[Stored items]
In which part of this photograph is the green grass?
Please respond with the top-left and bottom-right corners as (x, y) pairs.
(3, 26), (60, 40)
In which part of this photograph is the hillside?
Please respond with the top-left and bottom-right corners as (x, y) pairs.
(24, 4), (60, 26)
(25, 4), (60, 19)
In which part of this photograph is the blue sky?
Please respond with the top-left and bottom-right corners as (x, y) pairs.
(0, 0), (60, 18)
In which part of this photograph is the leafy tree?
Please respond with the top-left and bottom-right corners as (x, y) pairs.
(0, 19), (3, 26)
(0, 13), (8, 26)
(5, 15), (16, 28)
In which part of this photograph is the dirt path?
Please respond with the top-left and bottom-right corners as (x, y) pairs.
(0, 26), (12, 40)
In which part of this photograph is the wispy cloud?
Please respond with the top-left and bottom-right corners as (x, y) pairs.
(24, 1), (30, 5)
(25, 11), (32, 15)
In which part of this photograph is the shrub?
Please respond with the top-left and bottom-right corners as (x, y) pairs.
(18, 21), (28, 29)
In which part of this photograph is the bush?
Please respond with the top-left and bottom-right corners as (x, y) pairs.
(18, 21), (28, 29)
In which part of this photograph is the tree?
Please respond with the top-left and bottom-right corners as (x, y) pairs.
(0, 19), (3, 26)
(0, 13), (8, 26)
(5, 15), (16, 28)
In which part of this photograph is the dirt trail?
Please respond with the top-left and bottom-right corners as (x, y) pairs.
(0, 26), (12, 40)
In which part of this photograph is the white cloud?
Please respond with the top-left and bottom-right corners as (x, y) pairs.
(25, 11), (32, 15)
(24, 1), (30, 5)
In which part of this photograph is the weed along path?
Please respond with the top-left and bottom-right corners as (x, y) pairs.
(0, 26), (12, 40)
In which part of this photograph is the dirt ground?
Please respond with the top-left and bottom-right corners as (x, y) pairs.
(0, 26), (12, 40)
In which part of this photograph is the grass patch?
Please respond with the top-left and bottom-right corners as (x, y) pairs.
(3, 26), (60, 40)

[What you will do]: Every record listed above should be reproduced exactly.

[Answer to this task]:
In which part of this photograph is the green grass?
Please respond with the top-left and bottom-right corners as (x, y) pairs.
(3, 26), (60, 40)
In which part of this photograph is the hillside?
Please respond with the top-left and bottom-right corners as (x, y) pairs.
(24, 4), (60, 26)
(25, 4), (60, 19)
In which part of this photograph is the blue sky?
Please respond with the top-left and bottom-right corners as (x, y) pairs.
(0, 0), (60, 18)
In which part of this photograph is the leafy tree?
Please respond with the top-left and bottom-right corners as (x, y) pairs.
(0, 19), (3, 26)
(0, 13), (8, 26)
(5, 15), (16, 28)
In which part of this photograph is the dirt path?
Please respond with the top-left and bottom-right corners as (x, y) pairs.
(0, 26), (12, 40)
In which part of this photograph is the wispy cloud?
Please respond with the top-left and bottom-right corners as (x, y) pairs.
(24, 1), (30, 5)
(25, 11), (32, 15)
In which part of this photograph is the shrub?
Please respond with the top-left and bottom-right corners as (x, y) pairs.
(18, 21), (28, 29)
In which part of this photograph is the bush?
Please respond with the top-left and bottom-right corners as (x, y) pairs.
(18, 21), (28, 29)
In which part of this photograph is the tree?
Please respond with the top-left and bottom-right corners as (x, y) pairs.
(0, 19), (3, 26)
(0, 13), (8, 26)
(5, 15), (16, 28)
In which part of this photograph is the dirt trail?
Please respond with the top-left and bottom-right corners as (x, y) pairs.
(0, 26), (12, 40)
In which part of this photograph is the white cloud?
Please respond with the top-left and bottom-right corners as (x, y) pairs.
(25, 11), (32, 15)
(24, 1), (30, 5)
In which part of this photograph is the weed along path?
Please respond with the top-left and bottom-right corners as (x, y) pairs.
(0, 26), (12, 40)
In which part of this photograph is the dirt ground?
Please respond with the top-left and bottom-right corners as (x, y) pairs.
(0, 26), (12, 40)
In which part of this photograph is the grass patch?
Please respond with the top-left and bottom-right corners as (x, y) pairs.
(3, 26), (60, 40)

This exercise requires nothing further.